### DATASET ENTRIES
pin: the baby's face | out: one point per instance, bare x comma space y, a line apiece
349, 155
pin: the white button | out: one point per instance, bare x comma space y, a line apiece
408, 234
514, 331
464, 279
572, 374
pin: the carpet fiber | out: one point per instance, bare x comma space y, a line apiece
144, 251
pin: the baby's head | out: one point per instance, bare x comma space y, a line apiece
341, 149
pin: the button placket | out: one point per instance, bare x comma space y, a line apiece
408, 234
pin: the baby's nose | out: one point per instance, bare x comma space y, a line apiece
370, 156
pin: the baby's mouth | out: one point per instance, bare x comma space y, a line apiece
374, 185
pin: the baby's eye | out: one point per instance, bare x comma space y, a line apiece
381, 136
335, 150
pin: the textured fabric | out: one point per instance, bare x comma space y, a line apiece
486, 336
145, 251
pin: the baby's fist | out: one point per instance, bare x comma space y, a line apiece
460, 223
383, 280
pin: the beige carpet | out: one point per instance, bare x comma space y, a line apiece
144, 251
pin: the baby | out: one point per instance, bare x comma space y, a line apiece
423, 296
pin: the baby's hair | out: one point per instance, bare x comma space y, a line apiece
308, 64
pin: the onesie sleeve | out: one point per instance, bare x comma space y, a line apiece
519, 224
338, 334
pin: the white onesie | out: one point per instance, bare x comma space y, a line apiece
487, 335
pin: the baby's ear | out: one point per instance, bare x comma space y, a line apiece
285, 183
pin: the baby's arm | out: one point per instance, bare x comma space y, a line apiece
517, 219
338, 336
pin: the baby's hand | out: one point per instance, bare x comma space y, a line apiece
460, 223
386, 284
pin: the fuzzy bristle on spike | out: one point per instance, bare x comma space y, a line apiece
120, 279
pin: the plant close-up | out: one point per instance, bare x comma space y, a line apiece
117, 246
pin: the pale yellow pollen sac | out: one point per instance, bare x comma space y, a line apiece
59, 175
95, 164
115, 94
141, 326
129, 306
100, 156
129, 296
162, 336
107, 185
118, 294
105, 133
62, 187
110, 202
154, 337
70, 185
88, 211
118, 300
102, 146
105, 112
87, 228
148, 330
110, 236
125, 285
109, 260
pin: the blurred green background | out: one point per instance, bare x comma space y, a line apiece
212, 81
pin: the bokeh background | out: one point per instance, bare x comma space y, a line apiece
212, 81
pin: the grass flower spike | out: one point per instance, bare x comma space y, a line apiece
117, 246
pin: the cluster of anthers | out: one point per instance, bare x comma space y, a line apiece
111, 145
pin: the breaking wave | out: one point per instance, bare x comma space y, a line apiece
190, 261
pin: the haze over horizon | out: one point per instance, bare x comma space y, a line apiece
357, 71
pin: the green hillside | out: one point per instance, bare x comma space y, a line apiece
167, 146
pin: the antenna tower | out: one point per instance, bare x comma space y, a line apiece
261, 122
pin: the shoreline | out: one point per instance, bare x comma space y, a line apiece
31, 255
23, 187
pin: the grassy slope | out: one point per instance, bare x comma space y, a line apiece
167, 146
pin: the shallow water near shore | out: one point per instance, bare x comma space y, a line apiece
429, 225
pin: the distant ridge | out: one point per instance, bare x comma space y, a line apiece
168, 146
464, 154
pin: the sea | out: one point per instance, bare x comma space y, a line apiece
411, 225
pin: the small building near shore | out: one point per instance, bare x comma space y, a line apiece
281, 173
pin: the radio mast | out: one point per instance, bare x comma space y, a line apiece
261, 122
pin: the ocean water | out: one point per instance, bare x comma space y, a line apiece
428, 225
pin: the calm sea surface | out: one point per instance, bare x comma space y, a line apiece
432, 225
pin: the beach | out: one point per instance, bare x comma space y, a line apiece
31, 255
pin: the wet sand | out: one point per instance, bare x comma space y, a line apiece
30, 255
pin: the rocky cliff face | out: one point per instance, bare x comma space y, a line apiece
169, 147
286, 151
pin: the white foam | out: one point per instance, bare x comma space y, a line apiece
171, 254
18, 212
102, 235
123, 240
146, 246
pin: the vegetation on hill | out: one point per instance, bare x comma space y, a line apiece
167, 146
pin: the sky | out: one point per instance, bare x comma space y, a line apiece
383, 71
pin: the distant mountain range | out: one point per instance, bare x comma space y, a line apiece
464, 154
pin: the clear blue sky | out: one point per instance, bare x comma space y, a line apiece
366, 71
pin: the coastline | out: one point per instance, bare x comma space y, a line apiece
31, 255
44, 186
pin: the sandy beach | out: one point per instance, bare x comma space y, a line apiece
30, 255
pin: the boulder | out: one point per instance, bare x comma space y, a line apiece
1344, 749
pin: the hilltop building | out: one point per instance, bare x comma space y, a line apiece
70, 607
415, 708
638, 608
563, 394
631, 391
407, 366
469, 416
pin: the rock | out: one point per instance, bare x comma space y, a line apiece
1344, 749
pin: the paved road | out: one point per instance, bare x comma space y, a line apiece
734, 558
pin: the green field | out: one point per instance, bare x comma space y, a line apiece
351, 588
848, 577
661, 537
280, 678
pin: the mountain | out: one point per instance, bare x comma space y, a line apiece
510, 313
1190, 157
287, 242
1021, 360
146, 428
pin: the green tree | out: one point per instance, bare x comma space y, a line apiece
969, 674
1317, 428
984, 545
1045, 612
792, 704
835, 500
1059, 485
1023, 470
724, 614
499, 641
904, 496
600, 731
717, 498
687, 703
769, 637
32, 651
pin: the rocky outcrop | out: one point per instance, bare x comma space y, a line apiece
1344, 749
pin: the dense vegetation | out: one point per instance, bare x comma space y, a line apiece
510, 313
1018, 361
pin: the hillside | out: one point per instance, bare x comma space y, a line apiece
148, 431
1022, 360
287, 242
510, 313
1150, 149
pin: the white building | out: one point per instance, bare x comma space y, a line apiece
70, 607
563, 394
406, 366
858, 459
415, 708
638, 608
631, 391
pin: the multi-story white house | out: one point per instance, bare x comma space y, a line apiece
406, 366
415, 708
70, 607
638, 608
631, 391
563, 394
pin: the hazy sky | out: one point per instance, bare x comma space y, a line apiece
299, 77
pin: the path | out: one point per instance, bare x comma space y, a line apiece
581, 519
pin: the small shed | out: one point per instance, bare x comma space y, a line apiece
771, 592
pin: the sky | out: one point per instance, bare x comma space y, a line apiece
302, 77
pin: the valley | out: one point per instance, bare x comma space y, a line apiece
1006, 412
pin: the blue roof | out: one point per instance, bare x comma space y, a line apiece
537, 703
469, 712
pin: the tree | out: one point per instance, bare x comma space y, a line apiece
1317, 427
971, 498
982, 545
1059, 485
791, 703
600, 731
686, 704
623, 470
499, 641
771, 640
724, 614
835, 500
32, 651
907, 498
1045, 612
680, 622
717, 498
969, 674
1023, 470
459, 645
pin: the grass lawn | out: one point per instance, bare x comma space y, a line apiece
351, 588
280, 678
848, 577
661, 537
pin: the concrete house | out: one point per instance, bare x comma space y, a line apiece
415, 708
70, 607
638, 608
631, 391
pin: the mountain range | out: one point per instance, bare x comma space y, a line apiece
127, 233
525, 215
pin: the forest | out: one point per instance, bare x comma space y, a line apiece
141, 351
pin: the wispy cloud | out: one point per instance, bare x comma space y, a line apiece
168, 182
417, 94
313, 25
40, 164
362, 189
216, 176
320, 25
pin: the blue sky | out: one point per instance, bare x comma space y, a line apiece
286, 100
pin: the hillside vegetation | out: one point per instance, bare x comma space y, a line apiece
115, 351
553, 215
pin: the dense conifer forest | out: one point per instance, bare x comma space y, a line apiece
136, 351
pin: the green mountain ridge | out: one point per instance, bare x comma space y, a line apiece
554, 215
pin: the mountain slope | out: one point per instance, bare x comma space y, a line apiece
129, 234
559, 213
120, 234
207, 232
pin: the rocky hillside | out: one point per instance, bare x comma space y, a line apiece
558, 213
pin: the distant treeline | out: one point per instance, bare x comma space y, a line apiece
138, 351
######
* **WRITTEN TASK**:
Extract, unchanged, the closing run of lines that opens with the line containing "pin: the blue roof" and ends with the last line.

* **THE ANSWER**:
pin: the blue roof | out: one point per instance, bare x comma space y, a line apiece
537, 703
469, 712
pin: the tree | out: one point per instance, bare x comma space y, a line apiece
1317, 427
971, 498
982, 545
1059, 485
791, 703
600, 731
686, 704
623, 470
499, 641
771, 640
724, 614
835, 500
32, 651
907, 498
1045, 612
680, 622
717, 498
969, 674
1023, 470
459, 645
pin: the grass lawn | out: one point per instance, bare x comma space y, a line apiece
351, 588
280, 678
848, 577
661, 537
pin: the concrete house | out: one point per instance, bare x comma space y, a line apiece
415, 708
70, 607
638, 608
631, 391
pin: the mountain range | out: one point per instance, bare x comma space y, a line apiece
127, 233
525, 215
pin: the forest | out: one point per instance, bare x comma space y, a line apiece
141, 351
pin: the wispy cloud | out: one point per instance, bare x comma space y, a line apiece
168, 182
417, 94
313, 25
40, 164
362, 189
216, 176
320, 25
pin: the blue sky | out: one point per instance, bare x comma space y, a line apiece
286, 100
pin: the hillside vegetation | out: one point per instance, bare x comma space y, a line apiece
115, 351
553, 215
pin: the dense conifer forest | out: one point per instance, bare x comma space y, a line apiece
136, 351
pin: the green mountain ridge | out: one point per instance, bare x comma space y, a line apiece
554, 215
pin: the mountain slope | out: one point per instance, bare x comma space y, a line apiece
129, 234
559, 213
120, 234
207, 232
pin: the rocky hillside | out: one point per instance, bare x comma space y, a line apiece
558, 213
pin: the distant treeline | out: one point per instance, bare x comma space y, a line apiece
138, 351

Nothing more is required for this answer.